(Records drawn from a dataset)
● ● ● ● ● ● ●

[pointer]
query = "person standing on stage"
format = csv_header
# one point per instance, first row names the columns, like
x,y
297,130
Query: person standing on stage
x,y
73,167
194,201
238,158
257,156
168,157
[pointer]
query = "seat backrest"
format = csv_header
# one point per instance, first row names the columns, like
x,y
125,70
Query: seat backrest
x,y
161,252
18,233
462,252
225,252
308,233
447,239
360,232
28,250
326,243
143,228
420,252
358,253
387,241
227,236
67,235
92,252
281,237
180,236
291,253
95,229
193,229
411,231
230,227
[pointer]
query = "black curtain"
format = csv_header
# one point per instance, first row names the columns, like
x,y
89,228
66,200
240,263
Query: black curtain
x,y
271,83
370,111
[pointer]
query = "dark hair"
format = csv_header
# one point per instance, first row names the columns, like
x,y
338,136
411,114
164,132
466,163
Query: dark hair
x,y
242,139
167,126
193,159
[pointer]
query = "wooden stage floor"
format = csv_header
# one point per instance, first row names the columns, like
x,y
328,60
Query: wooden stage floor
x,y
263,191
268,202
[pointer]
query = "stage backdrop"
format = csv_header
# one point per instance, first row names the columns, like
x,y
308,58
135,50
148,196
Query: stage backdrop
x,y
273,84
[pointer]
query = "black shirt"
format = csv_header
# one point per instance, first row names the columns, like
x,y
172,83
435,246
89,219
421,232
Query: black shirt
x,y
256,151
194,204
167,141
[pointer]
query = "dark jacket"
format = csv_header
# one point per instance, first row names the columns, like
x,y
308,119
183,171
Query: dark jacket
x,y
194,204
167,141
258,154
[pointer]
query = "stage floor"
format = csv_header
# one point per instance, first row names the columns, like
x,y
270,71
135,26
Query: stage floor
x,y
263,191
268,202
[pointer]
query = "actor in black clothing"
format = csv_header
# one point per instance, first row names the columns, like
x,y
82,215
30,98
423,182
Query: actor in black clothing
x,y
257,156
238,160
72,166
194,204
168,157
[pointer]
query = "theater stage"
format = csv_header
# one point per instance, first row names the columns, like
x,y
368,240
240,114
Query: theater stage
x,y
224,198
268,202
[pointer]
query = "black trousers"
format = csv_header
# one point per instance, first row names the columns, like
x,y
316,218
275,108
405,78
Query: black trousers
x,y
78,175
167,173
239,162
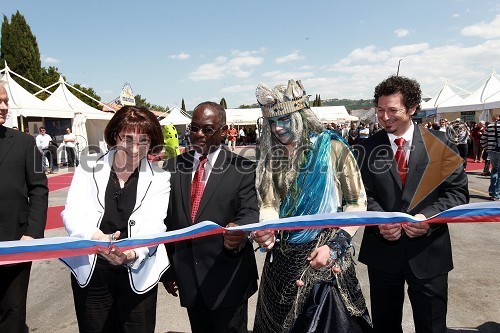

● ● ● ● ● ● ●

■ DIRECTIONS FOR THIS TASK
Please give an exact printout of all the records, pictures aside.

■ EXERCISE ANSWER
[pointer]
query = "person standing on stage"
format = csv_header
# one point per instance, first row names the columns, like
x,y
297,130
Query: person standing on stage
x,y
73,167
194,201
238,158
257,156
168,157
[pointer]
query = "seat backrest"
format = csv_header
# one point per instance, first row names the columns, like
x,y
125,70
Query: seat backrest
x,y
161,252
18,233
462,252
225,252
308,233
447,239
360,232
28,250
326,243
143,228
420,252
358,253
387,241
227,236
67,235
92,252
281,237
180,236
291,253
95,229
193,229
411,231
230,227
[pointer]
query = "black curtain"
format = csv_header
# one point per instance, first row names the columns, like
x,y
89,228
66,200
240,263
Query: black curtain
x,y
271,83
370,111
[pointer]
query = "dark hair"
format = csv_header
# one point per instance, first row names the columns, like
x,y
338,136
411,114
164,132
466,163
Query: dark hair
x,y
242,139
167,126
193,159
[pointer]
query = "wooden stage floor"
format = csv_header
# one point per instance, first row names the columns, like
x,y
328,60
Query: wooden stage floor
x,y
263,191
268,202
[pointer]
query = "stage backdrop"
format = csv_header
# one point per instance, first row names the columns, like
x,y
308,58
135,50
148,196
Query: stage backdrop
x,y
273,84
[pointer]
query = "black shirt"
format = csv_header
# one point per instance, first row names the columns, like
x,y
172,83
435,246
89,219
421,232
Query: black shirt
x,y
256,151
194,204
167,141
[pointer]
query = "dark jacket"
format = csv_header
# one point per instance, first row names the columns, like
x,y
308,119
183,171
Query: dark jacket
x,y
194,204
167,141
258,154
[pointer]
query = "stage floor"
format = csv_header
# one point per instance, first row names the columns, like
x,y
270,71
135,26
Query: stage floor
x,y
263,191
268,202
[pointer]
query = "actor in black clothing"
format = csv_header
# one point per instance, first row names the columns, like
x,y
82,215
30,98
423,182
Query: actor in black clothing
x,y
257,156
238,160
72,166
194,204
168,157
[pointer]
query = "theater stage"
format = csv_header
# one point per instance, first row names the columns, like
x,y
368,240
240,114
Query: theater stage
x,y
224,198
268,202
[pointer]
query = "black trousers"
format = csv_header
# one point per instance, first row names the columns, like
x,y
316,218
275,108
405,78
Query: black trousers
x,y
78,175
167,173
239,162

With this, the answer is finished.